→ Directions: Count the lines in the entries below that contain the word "white". Reply with the number alone.

======== Records shown

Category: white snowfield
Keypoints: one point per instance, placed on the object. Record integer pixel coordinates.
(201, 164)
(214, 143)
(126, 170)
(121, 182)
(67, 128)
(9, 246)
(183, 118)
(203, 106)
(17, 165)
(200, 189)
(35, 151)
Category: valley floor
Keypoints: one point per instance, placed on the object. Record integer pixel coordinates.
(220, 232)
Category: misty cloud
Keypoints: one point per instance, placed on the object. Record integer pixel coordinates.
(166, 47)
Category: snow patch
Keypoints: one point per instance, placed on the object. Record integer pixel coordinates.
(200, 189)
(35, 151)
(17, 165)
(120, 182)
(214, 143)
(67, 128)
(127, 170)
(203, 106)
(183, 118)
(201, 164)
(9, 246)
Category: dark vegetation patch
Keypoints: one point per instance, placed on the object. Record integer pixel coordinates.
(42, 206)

================
======== Records shown

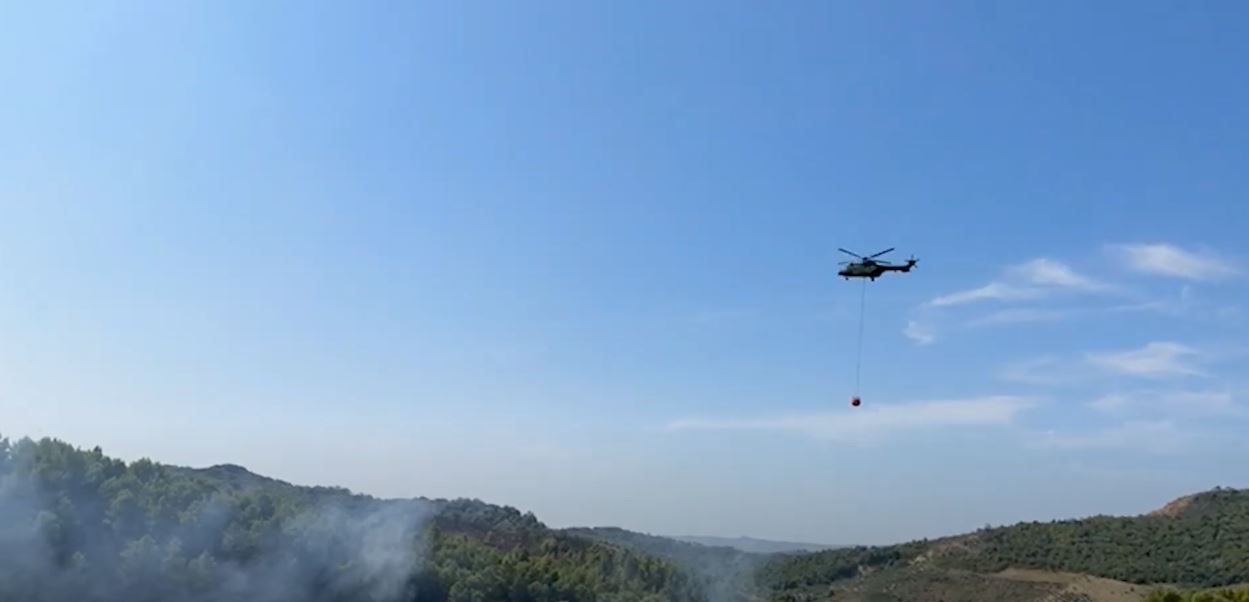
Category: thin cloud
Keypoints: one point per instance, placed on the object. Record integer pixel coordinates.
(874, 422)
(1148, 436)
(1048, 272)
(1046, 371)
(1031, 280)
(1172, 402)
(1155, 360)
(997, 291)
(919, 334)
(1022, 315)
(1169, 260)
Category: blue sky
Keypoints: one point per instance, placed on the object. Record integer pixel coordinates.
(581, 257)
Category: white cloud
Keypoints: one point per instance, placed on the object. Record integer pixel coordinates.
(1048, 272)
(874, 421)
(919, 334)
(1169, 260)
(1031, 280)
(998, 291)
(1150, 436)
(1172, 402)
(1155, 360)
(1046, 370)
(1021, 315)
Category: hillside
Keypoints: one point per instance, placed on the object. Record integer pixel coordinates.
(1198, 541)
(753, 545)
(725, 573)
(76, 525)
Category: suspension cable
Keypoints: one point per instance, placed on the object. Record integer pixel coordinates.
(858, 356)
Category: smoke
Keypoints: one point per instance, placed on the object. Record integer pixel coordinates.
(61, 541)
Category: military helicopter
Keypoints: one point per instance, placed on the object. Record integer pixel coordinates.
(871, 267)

================

→ Task output: 2